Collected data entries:
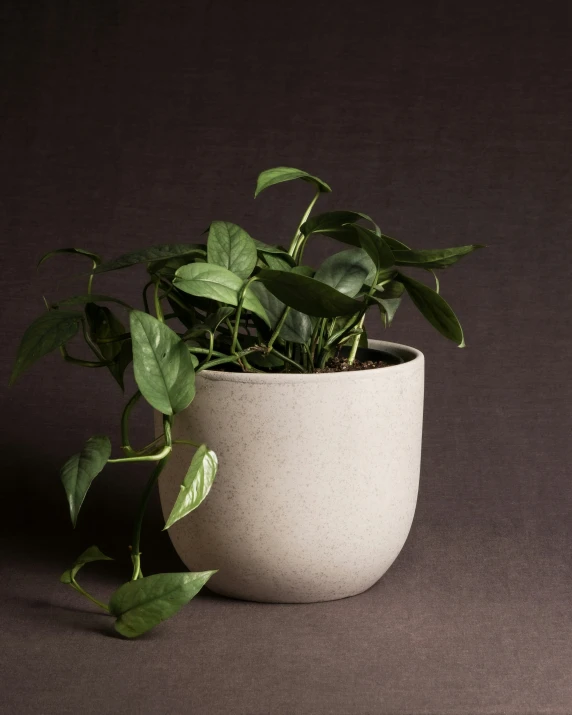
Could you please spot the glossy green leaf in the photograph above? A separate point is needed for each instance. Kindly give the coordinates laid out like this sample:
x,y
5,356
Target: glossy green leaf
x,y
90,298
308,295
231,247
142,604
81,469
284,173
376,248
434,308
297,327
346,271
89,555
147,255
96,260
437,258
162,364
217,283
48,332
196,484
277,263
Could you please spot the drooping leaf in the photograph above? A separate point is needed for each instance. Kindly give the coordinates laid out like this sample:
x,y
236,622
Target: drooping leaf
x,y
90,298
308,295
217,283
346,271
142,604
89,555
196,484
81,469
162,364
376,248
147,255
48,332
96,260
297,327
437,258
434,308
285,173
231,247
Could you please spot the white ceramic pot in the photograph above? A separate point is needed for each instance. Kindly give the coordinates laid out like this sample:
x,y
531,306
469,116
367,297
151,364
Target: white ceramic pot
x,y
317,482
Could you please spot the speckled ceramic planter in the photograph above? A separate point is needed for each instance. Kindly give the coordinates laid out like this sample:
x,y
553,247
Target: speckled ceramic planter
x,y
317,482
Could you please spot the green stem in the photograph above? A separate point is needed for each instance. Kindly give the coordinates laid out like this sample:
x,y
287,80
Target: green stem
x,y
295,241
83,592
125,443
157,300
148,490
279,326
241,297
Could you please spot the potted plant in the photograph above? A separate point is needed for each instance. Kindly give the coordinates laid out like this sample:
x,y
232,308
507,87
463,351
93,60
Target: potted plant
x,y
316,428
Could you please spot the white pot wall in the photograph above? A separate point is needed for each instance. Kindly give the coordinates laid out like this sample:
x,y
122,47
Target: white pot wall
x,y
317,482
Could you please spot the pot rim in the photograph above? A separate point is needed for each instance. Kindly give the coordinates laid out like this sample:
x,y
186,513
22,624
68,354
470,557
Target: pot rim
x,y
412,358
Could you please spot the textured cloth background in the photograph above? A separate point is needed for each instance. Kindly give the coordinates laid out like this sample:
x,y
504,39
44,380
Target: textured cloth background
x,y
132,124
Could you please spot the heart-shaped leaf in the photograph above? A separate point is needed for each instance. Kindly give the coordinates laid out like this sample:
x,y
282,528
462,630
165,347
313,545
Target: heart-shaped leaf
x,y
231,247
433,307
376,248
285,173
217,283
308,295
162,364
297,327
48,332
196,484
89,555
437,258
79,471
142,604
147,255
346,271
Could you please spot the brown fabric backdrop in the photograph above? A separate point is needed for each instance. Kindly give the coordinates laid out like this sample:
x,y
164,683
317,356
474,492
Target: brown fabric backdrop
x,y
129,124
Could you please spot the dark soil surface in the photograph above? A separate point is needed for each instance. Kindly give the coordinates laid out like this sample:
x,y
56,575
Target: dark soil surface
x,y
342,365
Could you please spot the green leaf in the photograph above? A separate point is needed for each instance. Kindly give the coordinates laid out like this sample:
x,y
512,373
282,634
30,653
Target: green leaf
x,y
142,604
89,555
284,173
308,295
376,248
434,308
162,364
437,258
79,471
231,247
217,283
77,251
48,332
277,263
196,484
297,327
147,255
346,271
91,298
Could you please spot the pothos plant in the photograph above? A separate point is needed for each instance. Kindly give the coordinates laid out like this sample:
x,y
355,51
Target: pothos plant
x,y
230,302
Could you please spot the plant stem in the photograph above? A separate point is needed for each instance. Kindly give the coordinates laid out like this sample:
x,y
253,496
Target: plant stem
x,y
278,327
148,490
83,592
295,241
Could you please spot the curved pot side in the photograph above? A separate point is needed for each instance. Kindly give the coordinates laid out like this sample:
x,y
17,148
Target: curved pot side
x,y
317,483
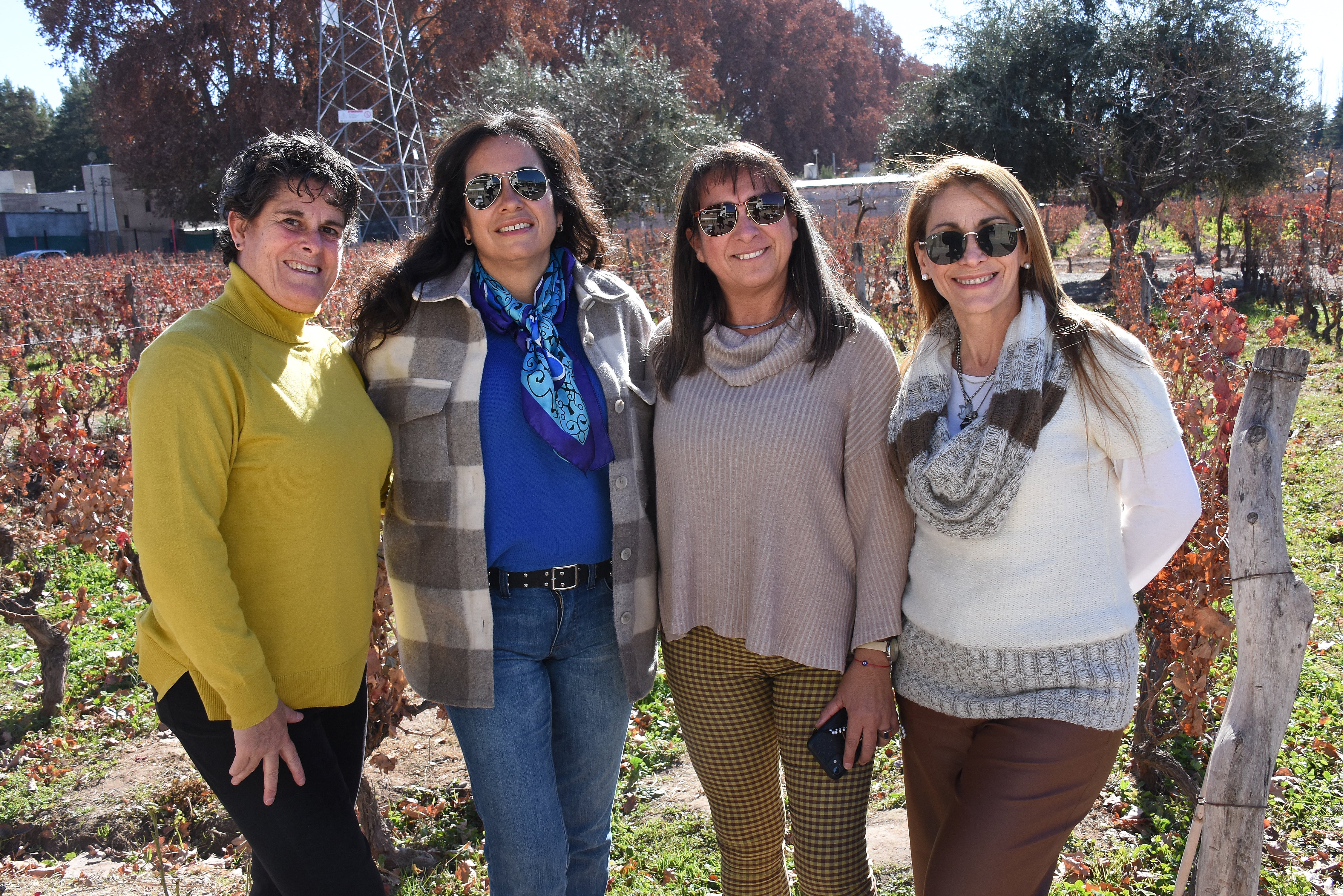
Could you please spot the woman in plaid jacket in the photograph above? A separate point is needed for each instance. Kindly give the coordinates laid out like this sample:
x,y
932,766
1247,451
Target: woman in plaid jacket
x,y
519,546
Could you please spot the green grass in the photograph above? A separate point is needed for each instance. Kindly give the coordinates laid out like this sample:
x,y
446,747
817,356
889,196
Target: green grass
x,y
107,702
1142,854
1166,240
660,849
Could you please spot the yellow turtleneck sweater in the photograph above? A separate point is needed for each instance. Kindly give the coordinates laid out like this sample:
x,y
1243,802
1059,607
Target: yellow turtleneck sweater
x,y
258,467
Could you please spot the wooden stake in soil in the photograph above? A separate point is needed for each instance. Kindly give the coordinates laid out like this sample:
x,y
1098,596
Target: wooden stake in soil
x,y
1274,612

...

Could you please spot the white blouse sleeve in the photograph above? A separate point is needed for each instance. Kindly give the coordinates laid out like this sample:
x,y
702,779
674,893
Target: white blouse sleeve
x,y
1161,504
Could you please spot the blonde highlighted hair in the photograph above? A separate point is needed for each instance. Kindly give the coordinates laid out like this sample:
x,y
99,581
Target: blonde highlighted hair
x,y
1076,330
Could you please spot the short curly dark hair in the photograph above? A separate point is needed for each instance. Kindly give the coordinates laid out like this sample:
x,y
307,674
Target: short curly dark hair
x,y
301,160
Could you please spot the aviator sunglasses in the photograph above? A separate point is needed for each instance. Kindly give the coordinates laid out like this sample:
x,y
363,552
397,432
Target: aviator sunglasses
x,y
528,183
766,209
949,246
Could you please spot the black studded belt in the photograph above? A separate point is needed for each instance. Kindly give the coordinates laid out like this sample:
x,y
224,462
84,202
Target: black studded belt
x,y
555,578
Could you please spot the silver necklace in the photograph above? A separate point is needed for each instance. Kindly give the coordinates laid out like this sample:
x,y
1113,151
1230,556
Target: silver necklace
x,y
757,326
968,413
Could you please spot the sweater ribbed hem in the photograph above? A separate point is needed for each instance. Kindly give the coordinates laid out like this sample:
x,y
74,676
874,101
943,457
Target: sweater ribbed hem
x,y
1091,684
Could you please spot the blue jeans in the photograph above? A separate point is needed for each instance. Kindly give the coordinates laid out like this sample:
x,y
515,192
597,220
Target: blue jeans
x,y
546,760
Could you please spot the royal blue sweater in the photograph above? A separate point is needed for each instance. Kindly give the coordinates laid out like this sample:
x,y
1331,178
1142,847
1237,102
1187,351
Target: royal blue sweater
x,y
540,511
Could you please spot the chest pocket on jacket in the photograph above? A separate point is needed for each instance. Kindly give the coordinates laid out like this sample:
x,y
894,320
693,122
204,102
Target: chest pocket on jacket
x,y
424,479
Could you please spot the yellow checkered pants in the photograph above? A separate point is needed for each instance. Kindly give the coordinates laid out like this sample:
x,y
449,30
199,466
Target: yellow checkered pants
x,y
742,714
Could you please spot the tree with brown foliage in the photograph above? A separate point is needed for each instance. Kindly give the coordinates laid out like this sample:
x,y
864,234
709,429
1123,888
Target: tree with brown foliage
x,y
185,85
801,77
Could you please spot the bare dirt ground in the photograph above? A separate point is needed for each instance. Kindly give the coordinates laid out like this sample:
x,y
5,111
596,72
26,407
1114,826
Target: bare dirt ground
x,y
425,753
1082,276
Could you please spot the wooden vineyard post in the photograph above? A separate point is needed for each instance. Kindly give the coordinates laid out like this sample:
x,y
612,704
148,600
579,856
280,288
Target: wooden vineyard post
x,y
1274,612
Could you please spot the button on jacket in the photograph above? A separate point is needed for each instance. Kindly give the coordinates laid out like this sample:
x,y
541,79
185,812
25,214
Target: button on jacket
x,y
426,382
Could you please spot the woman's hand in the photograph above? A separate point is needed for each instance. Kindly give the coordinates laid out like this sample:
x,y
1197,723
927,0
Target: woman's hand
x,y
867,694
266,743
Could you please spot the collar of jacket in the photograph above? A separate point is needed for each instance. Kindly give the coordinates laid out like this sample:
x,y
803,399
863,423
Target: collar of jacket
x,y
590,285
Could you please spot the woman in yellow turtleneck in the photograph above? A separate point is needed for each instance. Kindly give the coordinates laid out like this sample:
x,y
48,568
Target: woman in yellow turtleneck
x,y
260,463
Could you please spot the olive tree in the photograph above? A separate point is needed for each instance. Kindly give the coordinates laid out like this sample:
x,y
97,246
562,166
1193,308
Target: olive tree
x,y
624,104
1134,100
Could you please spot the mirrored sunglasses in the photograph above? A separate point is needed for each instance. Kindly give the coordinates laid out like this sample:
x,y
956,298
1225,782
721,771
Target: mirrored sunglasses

--

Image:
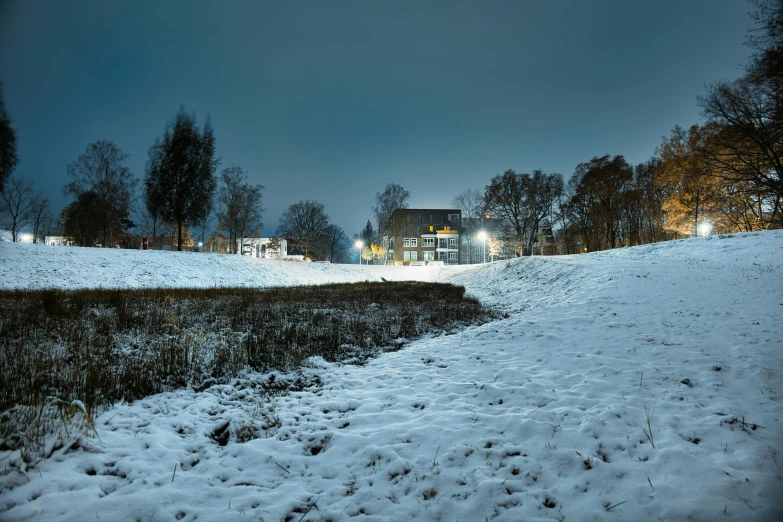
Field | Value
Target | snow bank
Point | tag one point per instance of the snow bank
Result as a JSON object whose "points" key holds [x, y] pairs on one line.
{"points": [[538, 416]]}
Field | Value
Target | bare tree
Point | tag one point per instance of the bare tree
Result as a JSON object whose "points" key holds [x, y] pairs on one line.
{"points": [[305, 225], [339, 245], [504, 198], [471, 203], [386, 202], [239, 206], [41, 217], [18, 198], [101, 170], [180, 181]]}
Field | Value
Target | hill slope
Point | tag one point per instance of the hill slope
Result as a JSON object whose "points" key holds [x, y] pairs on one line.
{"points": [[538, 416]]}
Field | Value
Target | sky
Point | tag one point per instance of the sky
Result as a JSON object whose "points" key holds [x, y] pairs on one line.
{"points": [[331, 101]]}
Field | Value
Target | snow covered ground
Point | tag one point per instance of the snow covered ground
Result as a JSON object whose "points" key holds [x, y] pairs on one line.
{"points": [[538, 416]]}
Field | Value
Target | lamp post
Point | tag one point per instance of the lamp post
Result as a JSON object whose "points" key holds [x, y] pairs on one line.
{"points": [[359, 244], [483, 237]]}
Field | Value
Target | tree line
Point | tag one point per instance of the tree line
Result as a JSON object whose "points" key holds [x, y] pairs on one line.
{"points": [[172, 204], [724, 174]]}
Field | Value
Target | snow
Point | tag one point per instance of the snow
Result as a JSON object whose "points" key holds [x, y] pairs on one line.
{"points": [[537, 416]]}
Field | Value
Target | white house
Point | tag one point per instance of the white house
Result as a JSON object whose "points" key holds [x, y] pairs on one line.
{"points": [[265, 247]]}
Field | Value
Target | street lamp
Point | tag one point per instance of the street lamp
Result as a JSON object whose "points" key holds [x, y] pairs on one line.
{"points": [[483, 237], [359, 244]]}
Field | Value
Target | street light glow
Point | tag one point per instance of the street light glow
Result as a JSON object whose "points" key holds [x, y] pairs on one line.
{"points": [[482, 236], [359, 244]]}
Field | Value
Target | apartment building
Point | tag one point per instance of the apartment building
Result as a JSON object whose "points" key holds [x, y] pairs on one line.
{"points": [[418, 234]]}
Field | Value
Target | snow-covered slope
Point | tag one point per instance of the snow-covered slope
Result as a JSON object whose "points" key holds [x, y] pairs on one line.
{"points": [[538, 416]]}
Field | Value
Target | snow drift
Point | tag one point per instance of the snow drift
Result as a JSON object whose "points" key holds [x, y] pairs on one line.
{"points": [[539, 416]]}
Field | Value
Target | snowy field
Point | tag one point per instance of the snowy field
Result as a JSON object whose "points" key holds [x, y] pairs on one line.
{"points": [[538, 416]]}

### Task objective
Locate the word "bank" in the records and collect each line it appears in.

### Exercise answer
Target | snow bank
Point | tag one point per instance of the snow bank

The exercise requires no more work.